*** Block opens ***

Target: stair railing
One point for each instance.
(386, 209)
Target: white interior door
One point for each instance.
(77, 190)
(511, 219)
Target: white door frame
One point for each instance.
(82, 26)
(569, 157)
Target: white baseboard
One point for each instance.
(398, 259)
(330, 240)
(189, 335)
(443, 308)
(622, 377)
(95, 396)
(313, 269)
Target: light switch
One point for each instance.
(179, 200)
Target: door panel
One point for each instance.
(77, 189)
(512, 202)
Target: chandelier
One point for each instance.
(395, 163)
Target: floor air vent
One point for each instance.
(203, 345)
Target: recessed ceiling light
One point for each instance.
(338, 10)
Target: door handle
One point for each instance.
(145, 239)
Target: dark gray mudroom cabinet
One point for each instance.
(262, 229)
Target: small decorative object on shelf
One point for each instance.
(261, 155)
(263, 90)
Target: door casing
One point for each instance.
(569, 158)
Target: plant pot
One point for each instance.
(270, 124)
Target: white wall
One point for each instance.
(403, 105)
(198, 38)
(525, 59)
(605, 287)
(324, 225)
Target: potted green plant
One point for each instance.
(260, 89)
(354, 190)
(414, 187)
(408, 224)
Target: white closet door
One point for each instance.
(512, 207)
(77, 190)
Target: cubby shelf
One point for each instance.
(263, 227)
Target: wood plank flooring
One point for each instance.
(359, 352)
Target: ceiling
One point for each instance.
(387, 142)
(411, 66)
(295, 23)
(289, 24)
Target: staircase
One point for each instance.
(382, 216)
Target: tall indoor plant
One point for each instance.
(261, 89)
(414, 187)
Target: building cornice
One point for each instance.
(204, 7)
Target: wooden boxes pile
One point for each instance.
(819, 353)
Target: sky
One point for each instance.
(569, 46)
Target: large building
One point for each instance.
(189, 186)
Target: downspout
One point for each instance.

*** Block closes ***

TASK TO CARRY OUT: A verbatim copy of all the entries above is requested.

RESPONSE TO THE EXERCISE:
Target: stair railing
One point for each instance.
(386, 209)
Target: white interior door
One point for each instance.
(77, 190)
(511, 219)
Target: white door frame
One point for each instance.
(82, 26)
(569, 157)
Target: white baseboard
One point for each instance.
(398, 259)
(330, 240)
(189, 335)
(443, 308)
(622, 377)
(95, 396)
(313, 269)
Target: light switch
One point for each instance.
(179, 200)
Target: door panel
One point for each instance.
(77, 189)
(512, 202)
Target: chandelier
One point for each instance.
(395, 163)
Target: floor air vent
One point for each instance.
(203, 345)
Target: recessed ceiling light
One point for each instance.
(338, 10)
Target: door handle
One point for each instance.
(145, 239)
Target: dark gray mudroom cabinet
One point for each instance.
(262, 229)
Target: small decorative object on shelf
One point for each instance.
(261, 155)
(263, 90)
Target: door casing
One point for each instance.
(569, 158)
Target: plant pot
One point for each instance.
(270, 124)
Target: white wall
One point for each instance.
(403, 105)
(198, 38)
(525, 59)
(605, 287)
(324, 225)
Target: potted green plant
One point for each instance.
(260, 89)
(354, 190)
(414, 187)
(408, 224)
Target: white closet door
One point for each instance.
(512, 207)
(77, 190)
Target: cubby shelf
One point for each instance.
(263, 227)
Target: wood plank flooring
One point for each instance.
(359, 352)
Target: ceiling
One point for each instance.
(387, 142)
(411, 66)
(295, 23)
(289, 24)
Target: staircase
One point for each instance.
(382, 216)
Target: tall indoor plant
One point for each instance.
(261, 89)
(414, 187)
Target: building cornice
One point for each instance.
(204, 7)
Target: wooden boxes pile
One point for each instance.
(819, 353)
Target: sky
One point for each instance.
(569, 46)
Target: large building
One point for each instance.
(189, 186)
Target: downspout
One point for each instance.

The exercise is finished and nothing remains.